*Problema planteado 1*
En el fragmento sobre el cine ecuatoriano, ¿qué cosas califica la cineasta como «otro» u «otra» en la oración que empieza «Es otro país»?
*Problema planteado 2*
¿Puedes reproducir el pasaje del fragmento sobre el cine ecuatoriano entre «Han pasado diez» y «cine, otro Ecuador.», ambos incluidos, cambiando «diez años» por «una década»?

====== Fragmento del documento

Estas dos cintas no solo comparten ADN, como ha dicho su autora, sino que sirven para pensar el proceso que ha atravesado el cine ecuatoriano desde que en 2005 se creara el Consejo Nacional de Cine y en 2007 se aprobara la Ley de Fomento del Cine Nacional, que inauguró una etapa de producción cinematográfica que nunca antes se había vivido en el país. Qué tan lejos es anterior a esta ola, y llegó a tener 220 mil espectadores en salas de cine, convirtiéndose en una de las tres películas nacionales más taquilleras de la historia, una cifra difícil de repetir.
Pero si la miramos en el tiempo, además, se trata de una película «bisagra» —como la llama Hermida—, en la que se mostraba un país que tenía todo el aspecto de estar abandonado, de que su gente se había ido luego del feriado bancario y la dolarización. En fin, que era un país inviable.
«Esta no ha sido cualquier década», apunta Hermida, que entre 2007 y 2008, fue parte de la Asamblea Constituyente que elaboró la Constitución de 2008. Actualmente, la cineasta es la directora de la escuela de Cine de la Universidad de las Artes, en Guayaquil. En noviembre, con el inicio del nuevo ciclo, serán doscientos los estudiantes que lleguen de todo el país a estudiar cine en esta institución que busca que no solo se haga películas, sino que se cree pensamiento a través de ellas, y que entren en diálogo con lo que se ha hecho anteriormente en el país y en el continente.
Ahora, la cineasta conversa sobre Qué tan lejos y la década que ha transcurrido desde el estreno de esta historia que se la pasa en búsqueda de sentidos, y nos cuenta acerca de su postura al frente de la escuela de Cine de la Universidad de las Artes, un sitial desde el que promueve la idea —muy política— de seguir dando la batalla por las salas de cine, tan copadas en nuestro país —y más aún en Guayaquil— por el mercado.
Han pasado diez años del estreno de Qué tan lejos, una película que cierra una etapa. ¿Cómo lo siente?
A veces siento que no ha pasado ni un día, y otras me parece que no son diez años, sino diez vidas. En cierta forma, sin pensarlo, se convirtió en una película bisagra, entre la época de hacer cine sin una ley, sin un consejo de cine, sin un fondo de fomento, sin Ibermedia porque no estábamos suscritos al convenio..., sin toda esa plataforma de producción que hubo después. Se estrenó en salas de cine antes de que empezara el primer gobierno de Rafael Correa, y de que empezara todo este período político del país. Es otro país, otro momento, otra Tania, otro cine, otro Ecuador.
¿Qué ha cambiado, en especial?

============
====== Datos proporcionados

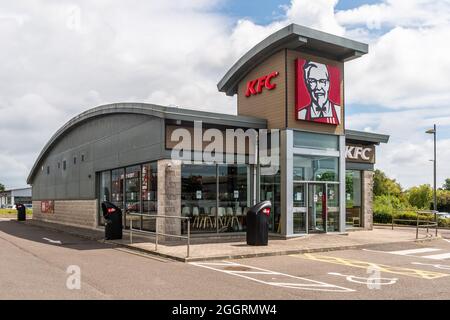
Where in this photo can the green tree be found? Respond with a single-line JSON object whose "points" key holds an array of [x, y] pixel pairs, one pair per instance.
{"points": [[421, 196], [382, 185], [446, 185]]}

============

*Respuesta del ejercicio 1*
país, momento, Tania, cine, Ecuador

*Respuesta del ejercicio 2*
Han pasado una década del estreno de Qué tan lejos, una película que cierra una etapa. ¿Cómo lo siente?
A veces siento que no ha pasado ni un día, y otras me parece que no son una década, sino diez vidas. En cierta forma, sin pensarlo, se convirtió en una película bisagra, entre la época de hacer cine sin una ley, sin un consejo de cine, sin un fondo de fomento, sin Ibermedia porque no estábamos suscritos al convenio..., sin toda esa plataforma de producción que hubo después. Se estrenó en salas de cine antes de que empezara el primer gobierno de Rafael Correa, y de que empezara todo este período político del país. Es otro país, otro momento, otra Tania, otro cine, otro Ecuador.